**Excerpt:**
┌────────

Federal prosecutors pick up first DAPL-related case with new charge; governor orders emergency evacuation of Oceti Sakowin
By C.S. Hagen
BISMARCK – State charges were dropped against Red Fawn Fallis Monday, but felony charges were filed against the No DAPL activist in federal court.
“This is the first DAPL-related case we’ve had in federal court,” Head Federal Public Defender for North and South Dakota Neil Fulton said.
The state dropped the attempted murder charge against Fallis, according to Morton County Clerk of Court. Instead, she will be tried for possession of a firearm as a convicted felon in the U.S. District Court for the District of North Dakota, according to Fulton. Fallis faces a maximum penalty of 10 years imprisonment if proven guilty.
Chris Bellmore, of the Federal Public Defender’s Office, was assigned to Fallis’ case.
Fallis, 47, still faces misdemeanor charges in Morton County, which include disorderly conduct, criminal trespass, and maintaining a public nuisance, according to Morton County Clerk of Court. She is being held by U.S. Marshals, and under no bond at this time, Fulton said.
Friends, family, and supporters maintain the Denver woman’s innocence, and her name has become a rallying cry during many protests inside Bismarck and Mandan. Signs demanding her release are stretched out along the fence surrounding Oceti Sakowin, or the Seven Council Fires camp.
Some supporters online stated her case should be moved out of state. Many called her “their hero,” while others declared they would wear red in support of Fallis.
Fallis allegedly fired three shots at law enforcement officers after they tackled her while she resisted arrest, according to affidavits released by the South Central Judicial Court.

└────────

**Information shown:**
┌────────

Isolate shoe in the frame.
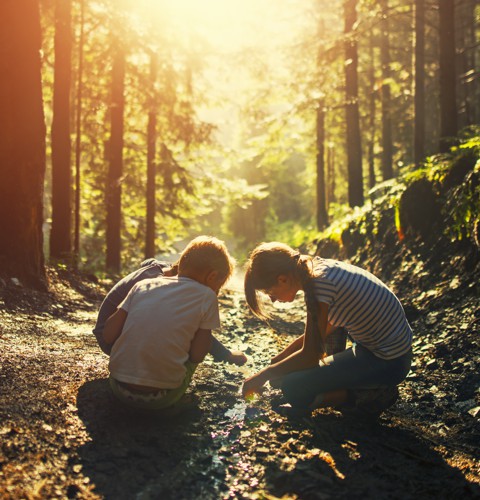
[339,386,399,418]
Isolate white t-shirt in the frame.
[109,276,220,389]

└────────

**Exercise details:**
Please echo the full article on the federal DAPL charges, word for word. The material plays no part in this.

**The result:**
Federal prosecutors pick up first DAPL-related case with new charge; governor orders emergency evacuation of Oceti Sakowin
By C.S. Hagen
BISMARCK – State charges were dropped against Red Fawn Fallis Monday, but felony charges were filed against the No DAPL activist in federal court.
“This is the first DAPL-related case we’ve had in federal court,” Head Federal Public Defender for North and South Dakota Neil Fulton said.
The state dropped the attempted murder charge against Fallis, according to Morton County Clerk of Court. Instead, she will be tried for possession of a firearm as a convicted felon in the U.S. District Court for the District of North Dakota, according to Fulton. Fallis faces a maximum penalty of 10 years imprisonment if proven guilty.
Chris Bellmore, of the Federal Public Defender’s Office, was assigned to Fallis’ case.
Fallis, 47, still faces misdemeanor charges in Morton County, which include disorderly conduct, criminal trespass, and maintaining a public nuisance, according to Morton County Clerk of Court. She is being held by U.S. Marshals, and under no bond at this time, Fulton said.
Friends, family, and supporters maintain the Denver woman’s innocence, and her name has become a rallying cry during many protests inside Bismarck and Mandan. Signs demanding her release are stretched out along the fence surrounding Oceti Sakowin, or the Seven Council Fires camp.
Some supporters online stated her case should be moved out of state. Many called her “their hero,” while others declared they would wear red in support of Fallis.
Fallis allegedly fired three shots at law enforcement officers after they tackled her while she resisted arrest, according to affidavits released by the South Central Judicial Court.